Stored records
┌──

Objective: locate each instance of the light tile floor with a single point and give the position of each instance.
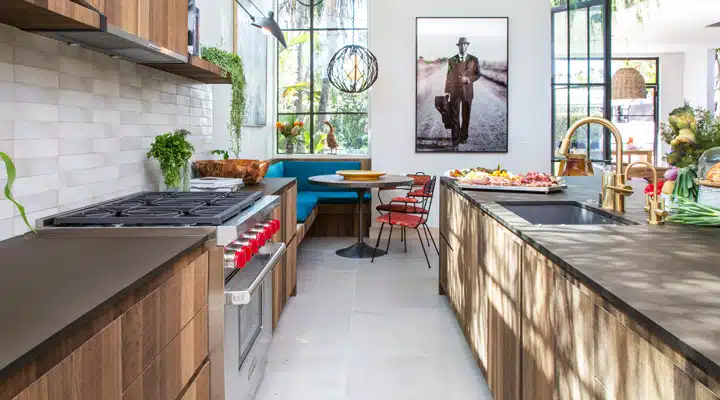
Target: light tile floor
(378, 331)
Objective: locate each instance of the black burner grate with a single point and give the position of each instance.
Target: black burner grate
(157, 208)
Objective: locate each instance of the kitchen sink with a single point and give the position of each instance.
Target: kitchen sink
(562, 213)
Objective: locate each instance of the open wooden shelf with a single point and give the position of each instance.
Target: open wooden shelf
(47, 15)
(198, 69)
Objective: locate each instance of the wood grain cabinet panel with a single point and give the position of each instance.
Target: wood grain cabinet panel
(504, 251)
(573, 322)
(538, 338)
(171, 371)
(199, 389)
(152, 323)
(291, 268)
(91, 372)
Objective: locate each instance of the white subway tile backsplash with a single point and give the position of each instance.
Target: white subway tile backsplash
(35, 94)
(78, 124)
(35, 112)
(36, 76)
(75, 98)
(35, 148)
(106, 88)
(81, 161)
(36, 166)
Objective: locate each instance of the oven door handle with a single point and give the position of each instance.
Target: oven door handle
(238, 296)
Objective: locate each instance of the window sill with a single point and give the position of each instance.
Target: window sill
(321, 156)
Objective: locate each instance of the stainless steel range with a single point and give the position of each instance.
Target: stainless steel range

└──

Directions for this task
Up to and including the final line of the data above, please copy every line exactly, starting from the one that contains "Objective: locate each instance of the oven".

Problem solution
Objective: locate each instance of the oven door handle with a single point and give the position of each instance.
Target: oven door handle
(238, 296)
Objective: locate each instance of the window sill with a single point and give the position of each instance.
Target: window sill
(321, 156)
Objective: locate each instance of the stainless steel range with a single point and give the position of each instance.
Target: stainless steel range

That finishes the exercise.